Trecho do texto:
++++++++++++++++++++

A poliomielite fez com que a tia de Bouten ficasse manca e precisasse de prótese para se locomover. Como não bastasse sua família, envergonhada com a situação, decidiu colocá-la no colégio interno, onde ela ainda por cima tinha que enfrentar a difícil rotina do estabelecimento. Essas memórias, somadas ao trabalho exemplar da tia na enfermagem e como conselheira para refugiados, a motivaram a participar do estudo. Ela só se deu conta da magnitude do projeto quando foi convidada a conhecer a rainha da Bélgica.
Em novembro de 2020, a nOPV2 foi listada como a primeira vacina de uso emergencial pela OMS, sendo lançada em março de 2021 na Nigéria e na Libéria. Até o primeiro semestre de 2022, mais de 370 milhões de doses foram ministradas em mais de 20 países.
"Parece muito promissor, e que as coisas estão acontecendo como deveriam, ou seja, conseguir a indução da imunidade na população, interrupção da transmissão e redução do risco de surtos", esclarece Bandyopadhyay.
A nova vacina, por si só, não resolve tudo. Ela não conseguirá interromper a transmissão se as campanhas de imunização não cobrirem cerca de 90% das crianças de uma determinada região. Os trabalhadores das campanhas sabem que a integração do combate à pólio a outras necessidades comunitárias é fundamental para ganhar a confiança das pessoas locais. Isso é crucial porque o baixo índice de imunização continua sendo um obstáculo e facilitador para que os casos de pólio causados por uma variante passem a viajar até aparecerem em países onde a doença não é vista há décadas. Este ano, por exemplo, as autoridades confirmaram a presença da pólio no esgoto de Londres e de Nova York. Em julho de 2022, as autoridades de saúde anunciaram que um homem não vacinado no estado de Nova York estava doente, com uma variante do vírus geneticamente ligada à encontrada em Londres.

++++++++++++++++++++

Conjunto de entradas:
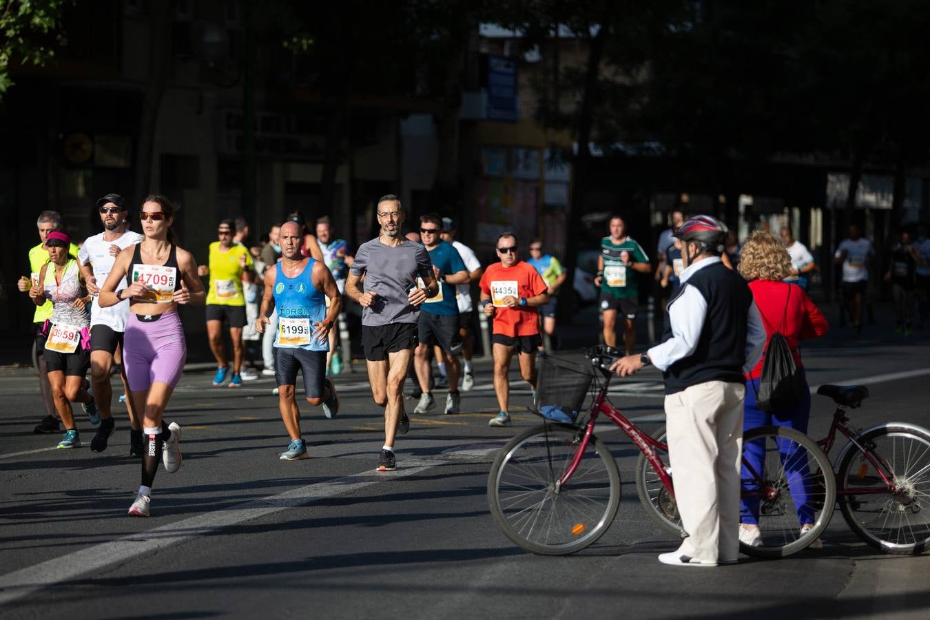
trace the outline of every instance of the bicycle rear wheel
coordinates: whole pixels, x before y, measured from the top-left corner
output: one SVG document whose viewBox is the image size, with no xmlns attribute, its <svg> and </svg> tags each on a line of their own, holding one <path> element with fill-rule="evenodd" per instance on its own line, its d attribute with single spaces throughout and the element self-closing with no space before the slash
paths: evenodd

++++++++++++++++++++

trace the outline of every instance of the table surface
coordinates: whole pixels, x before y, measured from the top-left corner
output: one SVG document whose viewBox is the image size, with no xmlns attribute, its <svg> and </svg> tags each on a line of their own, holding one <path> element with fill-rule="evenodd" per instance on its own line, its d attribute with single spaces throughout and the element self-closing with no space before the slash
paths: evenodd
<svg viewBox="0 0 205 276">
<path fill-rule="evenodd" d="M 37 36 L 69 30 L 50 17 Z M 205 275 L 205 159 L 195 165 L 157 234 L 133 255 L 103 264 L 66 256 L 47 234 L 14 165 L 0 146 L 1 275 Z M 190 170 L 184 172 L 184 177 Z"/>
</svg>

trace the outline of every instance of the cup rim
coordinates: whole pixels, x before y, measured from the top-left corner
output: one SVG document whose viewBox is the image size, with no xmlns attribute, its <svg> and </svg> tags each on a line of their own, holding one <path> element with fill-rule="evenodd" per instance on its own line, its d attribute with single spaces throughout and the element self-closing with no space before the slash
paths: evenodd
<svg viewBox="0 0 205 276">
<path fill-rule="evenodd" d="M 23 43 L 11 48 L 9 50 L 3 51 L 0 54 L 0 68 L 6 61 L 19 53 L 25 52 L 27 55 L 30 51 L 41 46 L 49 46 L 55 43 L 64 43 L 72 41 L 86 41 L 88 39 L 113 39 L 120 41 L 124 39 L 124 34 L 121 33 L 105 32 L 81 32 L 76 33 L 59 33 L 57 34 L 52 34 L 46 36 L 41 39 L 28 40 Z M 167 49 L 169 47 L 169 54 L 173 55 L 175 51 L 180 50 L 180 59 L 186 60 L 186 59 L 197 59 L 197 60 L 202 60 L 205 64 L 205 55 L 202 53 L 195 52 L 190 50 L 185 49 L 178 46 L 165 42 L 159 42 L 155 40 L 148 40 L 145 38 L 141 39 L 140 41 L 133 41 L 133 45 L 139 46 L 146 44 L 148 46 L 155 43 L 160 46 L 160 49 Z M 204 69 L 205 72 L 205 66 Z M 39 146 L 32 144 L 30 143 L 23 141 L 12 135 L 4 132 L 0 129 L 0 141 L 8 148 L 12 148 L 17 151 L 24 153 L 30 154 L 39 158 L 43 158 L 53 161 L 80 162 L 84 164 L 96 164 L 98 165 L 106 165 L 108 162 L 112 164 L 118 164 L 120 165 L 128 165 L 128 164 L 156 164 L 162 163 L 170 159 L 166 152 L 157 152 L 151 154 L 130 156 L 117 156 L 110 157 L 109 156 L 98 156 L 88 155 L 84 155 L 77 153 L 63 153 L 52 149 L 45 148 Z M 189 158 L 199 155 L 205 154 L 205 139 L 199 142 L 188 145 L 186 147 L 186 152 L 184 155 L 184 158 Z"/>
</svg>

++++++++++++++++++++

Verifique sua compreensão:
- A) Diga se cada afirmação concorda com o trecho sobre a pólio: (i) a nOPV2 foi lançada em março de 2021 na Nigéria e na Libéria; (ii) a nova vacina sozinha basta para interromper a transmissão; (iii) o homem doente no estado de Nova York tinha sido vacinado.
- B) Escreva a continuação do trecho sobre a pólio a partir da última frase apresentada.
Não é preciso consultar as entradas.

Respostas a seguir:
- A)
(i) Sim: "sendo lançada em março de 2021 na Nigéria e na Libéria".
(ii) Não: "A nova vacina, por si só, não resolve tudo."
(iii) Não: "um homem não vacinado no estado de Nova York estava doente".

- B)
Eu sei que parece chavão dizer que nunca estivemos tão perto da erradicação da pólio como agora, mas há várias evidências para acreditar nisso hoje. A comunidade global está unida em torno da mais recente estratégia da GPEI. As lideranças do talibã, que retornou ao poder no Afeganistão há um ano, concordaram permitir que as campanhas de imunização porta a porta fossem retomadas em todo o país, após a proibição de 3½ anos em algumas áreas. E há mais inovações científicas chegando.
Como muitos ativistas da luta contra a pólio, Nana Yaa Siriboe, do Rotary Club de Accra Labone, em Gana, tem interesse pessoal em cruzar a linha de chegada. Sua prima sobreviveu à pólio e se locomovia com muletas, mas, atualmente, ela conseguia se locomover sem assistência. "A minha mãe costumava dizer à ela: 'Eu não vou deixar que você se sinta impotente e incapaz!'. Eu posso dizer com todas as letras que a minha prima é uma guerreira."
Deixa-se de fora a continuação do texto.